Reproduce the entries verbatim, starting at the line containing "Where can the windshield" and continuing through the final line of the entries, with both ends included.

##### Record list

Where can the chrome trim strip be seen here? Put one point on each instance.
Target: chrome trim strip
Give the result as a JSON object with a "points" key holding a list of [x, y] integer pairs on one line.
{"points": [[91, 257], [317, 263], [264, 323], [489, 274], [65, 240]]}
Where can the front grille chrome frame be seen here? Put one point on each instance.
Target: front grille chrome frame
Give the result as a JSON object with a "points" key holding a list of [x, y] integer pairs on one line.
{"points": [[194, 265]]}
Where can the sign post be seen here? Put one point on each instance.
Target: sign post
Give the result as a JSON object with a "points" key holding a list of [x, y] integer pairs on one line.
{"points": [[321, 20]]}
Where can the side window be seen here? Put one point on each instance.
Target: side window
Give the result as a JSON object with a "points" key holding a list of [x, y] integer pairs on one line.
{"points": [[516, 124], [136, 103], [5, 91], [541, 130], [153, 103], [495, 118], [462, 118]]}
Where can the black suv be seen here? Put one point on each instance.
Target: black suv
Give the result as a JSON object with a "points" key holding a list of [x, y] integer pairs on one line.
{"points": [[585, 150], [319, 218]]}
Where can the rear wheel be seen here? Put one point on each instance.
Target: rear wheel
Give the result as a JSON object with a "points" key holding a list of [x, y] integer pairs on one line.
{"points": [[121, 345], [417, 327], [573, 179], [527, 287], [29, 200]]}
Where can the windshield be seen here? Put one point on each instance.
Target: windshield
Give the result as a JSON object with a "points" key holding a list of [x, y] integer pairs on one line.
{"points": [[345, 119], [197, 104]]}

##########

▶ _The answer_
Where can the windshield be seen here? Put one point on each instance.
Target: windshield
Give the result as a JSON object with a "points" key holding a list of [x, y] integer pairs on one line.
{"points": [[345, 119], [197, 104]]}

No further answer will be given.